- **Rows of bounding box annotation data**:
▬▬▬▬▬▬

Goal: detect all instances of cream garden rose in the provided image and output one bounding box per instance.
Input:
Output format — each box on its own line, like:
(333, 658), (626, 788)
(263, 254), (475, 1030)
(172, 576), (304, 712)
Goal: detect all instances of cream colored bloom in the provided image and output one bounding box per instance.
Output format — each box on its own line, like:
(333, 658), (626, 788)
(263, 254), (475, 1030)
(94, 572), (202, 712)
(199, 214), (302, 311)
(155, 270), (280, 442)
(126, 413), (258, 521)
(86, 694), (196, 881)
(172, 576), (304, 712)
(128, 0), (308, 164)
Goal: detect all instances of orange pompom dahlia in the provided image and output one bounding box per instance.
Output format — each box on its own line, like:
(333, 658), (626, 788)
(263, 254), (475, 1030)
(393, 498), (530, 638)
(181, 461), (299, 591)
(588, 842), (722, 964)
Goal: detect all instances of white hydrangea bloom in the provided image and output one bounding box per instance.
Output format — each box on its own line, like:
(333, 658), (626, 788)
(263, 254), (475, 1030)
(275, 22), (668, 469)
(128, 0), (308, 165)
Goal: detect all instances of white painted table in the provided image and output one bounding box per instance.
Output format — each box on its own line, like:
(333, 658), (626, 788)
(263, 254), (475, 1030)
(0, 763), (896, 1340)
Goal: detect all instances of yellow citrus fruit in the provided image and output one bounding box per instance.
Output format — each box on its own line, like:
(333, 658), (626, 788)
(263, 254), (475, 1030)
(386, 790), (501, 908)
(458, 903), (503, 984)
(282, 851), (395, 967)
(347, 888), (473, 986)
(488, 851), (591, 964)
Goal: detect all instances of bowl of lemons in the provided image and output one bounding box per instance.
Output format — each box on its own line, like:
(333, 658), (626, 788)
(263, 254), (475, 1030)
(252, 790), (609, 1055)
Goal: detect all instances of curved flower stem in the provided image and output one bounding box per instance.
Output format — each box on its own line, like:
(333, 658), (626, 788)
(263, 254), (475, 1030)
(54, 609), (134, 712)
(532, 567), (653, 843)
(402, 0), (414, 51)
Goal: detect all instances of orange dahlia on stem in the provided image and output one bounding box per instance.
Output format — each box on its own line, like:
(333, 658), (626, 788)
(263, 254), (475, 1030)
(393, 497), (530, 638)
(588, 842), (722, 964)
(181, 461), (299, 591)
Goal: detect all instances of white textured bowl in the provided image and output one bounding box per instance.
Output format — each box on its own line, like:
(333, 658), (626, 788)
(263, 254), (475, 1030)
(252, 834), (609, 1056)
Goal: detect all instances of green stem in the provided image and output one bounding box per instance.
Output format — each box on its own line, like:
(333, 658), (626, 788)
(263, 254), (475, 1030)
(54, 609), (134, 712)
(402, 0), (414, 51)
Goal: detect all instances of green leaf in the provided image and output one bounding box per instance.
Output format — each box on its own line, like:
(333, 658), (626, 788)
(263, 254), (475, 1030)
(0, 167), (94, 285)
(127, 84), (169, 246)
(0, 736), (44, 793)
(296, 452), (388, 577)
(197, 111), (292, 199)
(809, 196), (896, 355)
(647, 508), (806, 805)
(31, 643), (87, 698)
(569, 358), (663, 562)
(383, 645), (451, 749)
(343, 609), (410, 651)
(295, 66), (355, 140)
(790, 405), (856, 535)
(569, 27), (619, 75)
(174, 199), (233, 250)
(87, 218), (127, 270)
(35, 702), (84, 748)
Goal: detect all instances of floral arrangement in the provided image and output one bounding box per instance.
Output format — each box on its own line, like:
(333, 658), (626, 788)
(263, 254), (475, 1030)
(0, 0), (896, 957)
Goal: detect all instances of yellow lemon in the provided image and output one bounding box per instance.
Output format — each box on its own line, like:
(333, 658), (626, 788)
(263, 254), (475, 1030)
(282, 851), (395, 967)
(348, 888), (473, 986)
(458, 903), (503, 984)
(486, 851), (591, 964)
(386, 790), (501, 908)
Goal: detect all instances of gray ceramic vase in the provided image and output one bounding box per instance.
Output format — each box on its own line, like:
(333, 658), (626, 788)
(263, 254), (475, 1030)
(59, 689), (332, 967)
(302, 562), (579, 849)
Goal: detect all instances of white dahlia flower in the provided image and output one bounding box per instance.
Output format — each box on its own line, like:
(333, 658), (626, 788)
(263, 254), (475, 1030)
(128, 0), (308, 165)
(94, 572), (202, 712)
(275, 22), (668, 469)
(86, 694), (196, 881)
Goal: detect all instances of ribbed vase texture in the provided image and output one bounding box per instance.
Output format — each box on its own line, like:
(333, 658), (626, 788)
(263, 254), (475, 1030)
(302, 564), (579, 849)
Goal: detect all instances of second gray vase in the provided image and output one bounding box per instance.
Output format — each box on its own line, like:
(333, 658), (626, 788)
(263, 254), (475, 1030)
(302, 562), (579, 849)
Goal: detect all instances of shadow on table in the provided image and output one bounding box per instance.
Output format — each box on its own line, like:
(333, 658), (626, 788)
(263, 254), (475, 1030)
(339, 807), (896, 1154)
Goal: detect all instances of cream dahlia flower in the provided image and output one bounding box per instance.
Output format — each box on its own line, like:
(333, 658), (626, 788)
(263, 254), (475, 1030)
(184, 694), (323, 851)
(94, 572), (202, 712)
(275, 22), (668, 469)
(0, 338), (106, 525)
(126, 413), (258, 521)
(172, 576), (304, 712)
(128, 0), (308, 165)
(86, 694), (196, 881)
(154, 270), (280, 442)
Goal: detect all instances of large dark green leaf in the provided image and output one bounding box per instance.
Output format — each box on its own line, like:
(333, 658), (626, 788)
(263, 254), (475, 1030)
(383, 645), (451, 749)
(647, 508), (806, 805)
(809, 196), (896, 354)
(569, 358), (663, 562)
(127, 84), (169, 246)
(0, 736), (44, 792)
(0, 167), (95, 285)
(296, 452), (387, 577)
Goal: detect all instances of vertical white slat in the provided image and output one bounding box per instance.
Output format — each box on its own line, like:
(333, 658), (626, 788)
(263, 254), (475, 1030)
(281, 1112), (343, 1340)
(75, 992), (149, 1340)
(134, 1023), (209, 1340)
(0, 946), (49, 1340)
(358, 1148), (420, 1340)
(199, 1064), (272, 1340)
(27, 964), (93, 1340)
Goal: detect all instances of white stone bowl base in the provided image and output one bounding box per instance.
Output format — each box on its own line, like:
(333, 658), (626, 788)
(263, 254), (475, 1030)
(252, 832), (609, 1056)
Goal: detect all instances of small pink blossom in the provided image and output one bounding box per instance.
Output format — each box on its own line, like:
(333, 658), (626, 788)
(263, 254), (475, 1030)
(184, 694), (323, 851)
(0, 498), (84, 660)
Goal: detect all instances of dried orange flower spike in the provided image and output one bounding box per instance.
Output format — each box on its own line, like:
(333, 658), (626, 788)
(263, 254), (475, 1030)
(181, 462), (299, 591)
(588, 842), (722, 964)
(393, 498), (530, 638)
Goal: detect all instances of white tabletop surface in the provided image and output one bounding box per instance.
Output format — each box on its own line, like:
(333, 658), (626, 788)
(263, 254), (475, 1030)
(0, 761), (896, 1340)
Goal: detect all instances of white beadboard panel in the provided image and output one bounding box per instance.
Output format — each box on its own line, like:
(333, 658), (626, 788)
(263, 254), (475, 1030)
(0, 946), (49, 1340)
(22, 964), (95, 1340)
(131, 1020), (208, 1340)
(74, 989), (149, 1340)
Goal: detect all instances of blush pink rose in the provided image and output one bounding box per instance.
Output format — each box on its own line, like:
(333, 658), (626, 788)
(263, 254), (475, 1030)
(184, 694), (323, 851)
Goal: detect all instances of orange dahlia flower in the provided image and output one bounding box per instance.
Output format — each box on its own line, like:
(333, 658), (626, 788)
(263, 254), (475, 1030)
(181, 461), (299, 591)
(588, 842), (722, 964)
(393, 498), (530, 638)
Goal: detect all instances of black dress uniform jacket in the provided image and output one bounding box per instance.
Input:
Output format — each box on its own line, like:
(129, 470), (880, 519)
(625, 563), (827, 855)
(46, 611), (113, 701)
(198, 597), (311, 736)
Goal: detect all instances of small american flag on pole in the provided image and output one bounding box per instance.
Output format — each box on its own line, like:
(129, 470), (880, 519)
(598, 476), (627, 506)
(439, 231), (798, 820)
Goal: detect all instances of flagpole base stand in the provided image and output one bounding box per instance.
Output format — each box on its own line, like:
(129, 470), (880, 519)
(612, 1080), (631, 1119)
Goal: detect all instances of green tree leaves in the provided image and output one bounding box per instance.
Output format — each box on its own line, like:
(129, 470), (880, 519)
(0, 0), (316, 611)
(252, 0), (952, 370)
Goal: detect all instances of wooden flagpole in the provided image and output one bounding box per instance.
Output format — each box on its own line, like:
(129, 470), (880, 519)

▬▬▬▬▬▬

- **PROBLEM STATEMENT**: Copy the rows again, requests included, starting at the first row and ending at the line containing "(488, 851), (591, 964)". Scale every coordinate in the answer boxes by 2.05 and round to whole numbers, with halves rounded up. Leave the requests and their sample boxes unchanged.

- **ANSWER FOR THE TASK**:
Goal: detect all instances of cream garden rose in the provided image and output one bounding box per instance.
Input:
Output format — each box on its own line, like:
(333, 658), (626, 788)
(263, 254), (475, 1030)
(353, 1181), (623, 1460)
Goal: detect all instances of cream colored bloom in the provided image and output one bounding box per instance.
Output format — each box on its own line, like:
(333, 658), (626, 788)
(263, 254), (475, 1030)
(193, 1173), (414, 1460)
(408, 439), (619, 638)
(318, 554), (574, 906)
(258, 847), (529, 1068)
(176, 1423), (402, 1806)
(353, 1181), (623, 1460)
(262, 0), (631, 336)
Goal: detect all instances of orange pompom dahlia in the provided image and output one bounding box per instance.
Output format — each box on its own line, like:
(333, 658), (626, 788)
(263, 254), (475, 1030)
(806, 1021), (1087, 1308)
(371, 945), (613, 1212)
(1205, 1726), (1480, 1976)
Goal: detect all instances of white hydrangea bloom in the provided image and output one bounding box per instance.
Output format — each box on its own line, like:
(333, 658), (626, 788)
(263, 254), (475, 1030)
(564, 45), (1369, 961)
(262, 0), (631, 338)
Goal: detect all instances of white painted table in the provided image and output one bounding box per instance.
Output format — each box on its own line, like:
(333, 658), (626, 788)
(263, 254), (475, 1030)
(0, 1564), (1837, 2747)
Goal: detect all instances of yellow citrus fruit in the provided image and output one bounding box per instance.
Output format — each box on its own line, like:
(333, 658), (626, 788)
(263, 254), (475, 1030)
(791, 1620), (1027, 1861)
(939, 1851), (1031, 2017)
(578, 1745), (810, 1982)
(711, 1820), (970, 2021)
(1000, 1745), (1212, 1976)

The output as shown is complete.